(Passage for review begins)

Wash-water should have sand and silt settled out and removed at least on
a weekly basis to ensure the continued efficiency of the process. The section of access road leading to,
and exiting from, the wheel-washing bay to public roads should be paved with
sufficient backfall toward the wheel-washing bay to prevent vehicle tracking of
soil and silty water to public roads and drains;
·
Oil interceptors should be provided in the drainage system
downstream of any oil/fuel pollution sources. Oil interceptors should be emptied and
cleaned regularly to prevent the release of oil and grease into the storm water
drainage system after accidental spillage.
A bypass should be provided for oil interceptors to prevent flushing
during heavy rain;
·
The construction solid waste, debris and rubbish on-site
should be collected, handled and disposed of properly to avoid causing any
water quality impacts. The
requirements for solid waste management are detailed in Section 7 Waste
Management and Land Contamination of
this EIA report;
·
All fuel tanks and storage areas should be provided with
locks and sited on sealed areas, within bunds of a capacity equal to 110% of
the storage capacity of the largest tank to prevent spilled fuel oils from
reaching the nearby WSRs; and
·
By adopting the above mitigation measures with best
management practices it is anticipated that the impacts of construction site
runoff will be reduced to an acceptable level.

(Passage for review ends)

Set down verbatim the portion of the runoff-mitigation passage that begins with "Wash-water should have" and continues through "after accidental spillage.".

(Material supplied begins)

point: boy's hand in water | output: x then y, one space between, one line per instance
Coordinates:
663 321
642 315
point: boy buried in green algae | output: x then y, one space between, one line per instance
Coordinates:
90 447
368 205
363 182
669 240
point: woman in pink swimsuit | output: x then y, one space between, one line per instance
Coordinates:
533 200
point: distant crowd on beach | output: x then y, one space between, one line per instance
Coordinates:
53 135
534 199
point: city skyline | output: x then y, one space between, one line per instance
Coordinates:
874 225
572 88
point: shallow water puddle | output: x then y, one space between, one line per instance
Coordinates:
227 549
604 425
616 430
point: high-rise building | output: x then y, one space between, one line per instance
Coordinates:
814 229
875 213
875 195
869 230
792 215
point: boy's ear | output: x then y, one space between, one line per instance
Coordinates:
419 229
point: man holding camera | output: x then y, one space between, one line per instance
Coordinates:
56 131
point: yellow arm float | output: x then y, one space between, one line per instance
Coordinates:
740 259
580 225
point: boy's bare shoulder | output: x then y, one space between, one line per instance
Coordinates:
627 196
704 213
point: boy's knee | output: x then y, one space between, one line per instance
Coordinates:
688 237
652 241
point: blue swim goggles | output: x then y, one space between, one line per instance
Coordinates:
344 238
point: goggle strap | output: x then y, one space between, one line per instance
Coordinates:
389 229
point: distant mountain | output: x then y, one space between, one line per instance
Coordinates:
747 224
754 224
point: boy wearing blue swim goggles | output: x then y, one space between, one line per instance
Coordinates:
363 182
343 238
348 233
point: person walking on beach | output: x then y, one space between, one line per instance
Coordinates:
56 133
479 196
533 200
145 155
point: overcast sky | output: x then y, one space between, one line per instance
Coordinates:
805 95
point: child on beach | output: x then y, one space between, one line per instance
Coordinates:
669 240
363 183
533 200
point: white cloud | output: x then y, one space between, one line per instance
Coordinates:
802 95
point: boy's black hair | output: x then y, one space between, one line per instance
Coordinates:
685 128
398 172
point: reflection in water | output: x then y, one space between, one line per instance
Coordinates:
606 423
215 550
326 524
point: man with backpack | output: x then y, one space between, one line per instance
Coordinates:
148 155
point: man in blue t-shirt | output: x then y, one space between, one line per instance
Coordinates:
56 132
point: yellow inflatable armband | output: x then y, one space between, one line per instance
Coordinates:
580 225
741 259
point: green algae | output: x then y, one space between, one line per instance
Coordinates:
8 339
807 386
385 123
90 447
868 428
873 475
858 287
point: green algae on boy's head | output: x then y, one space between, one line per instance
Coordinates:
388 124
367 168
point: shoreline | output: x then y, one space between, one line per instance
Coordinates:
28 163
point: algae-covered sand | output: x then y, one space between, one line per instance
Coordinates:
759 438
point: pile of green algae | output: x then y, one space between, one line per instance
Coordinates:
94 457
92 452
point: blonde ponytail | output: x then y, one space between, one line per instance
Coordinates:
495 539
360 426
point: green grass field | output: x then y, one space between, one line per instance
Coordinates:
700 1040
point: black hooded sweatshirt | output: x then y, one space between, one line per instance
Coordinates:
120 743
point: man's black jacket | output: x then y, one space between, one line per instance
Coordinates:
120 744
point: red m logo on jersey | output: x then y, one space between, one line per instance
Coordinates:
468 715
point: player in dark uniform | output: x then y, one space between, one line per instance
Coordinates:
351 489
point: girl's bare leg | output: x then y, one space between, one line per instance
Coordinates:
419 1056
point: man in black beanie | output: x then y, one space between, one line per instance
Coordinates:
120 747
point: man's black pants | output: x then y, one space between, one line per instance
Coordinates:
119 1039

(Material supplied ends)

Exercise response:
Wash-water should have sand and silt settled out and removed at least on
a weekly basis to ensure the continued efficiency of the process. The section of access road leading to,
and exiting from, the wheel-washing bay to public roads should be paved with
sufficient backfall toward the wheel-washing bay to prevent vehicle tracking of
soil and silty water to public roads and drains;
·
Oil interceptors should be provided in the drainage system
downstream of any oil/fuel pollution sources. Oil interceptors should be emptied and
cleaned regularly to prevent the release of oil and grease into the storm water
drainage system after accidental spillage.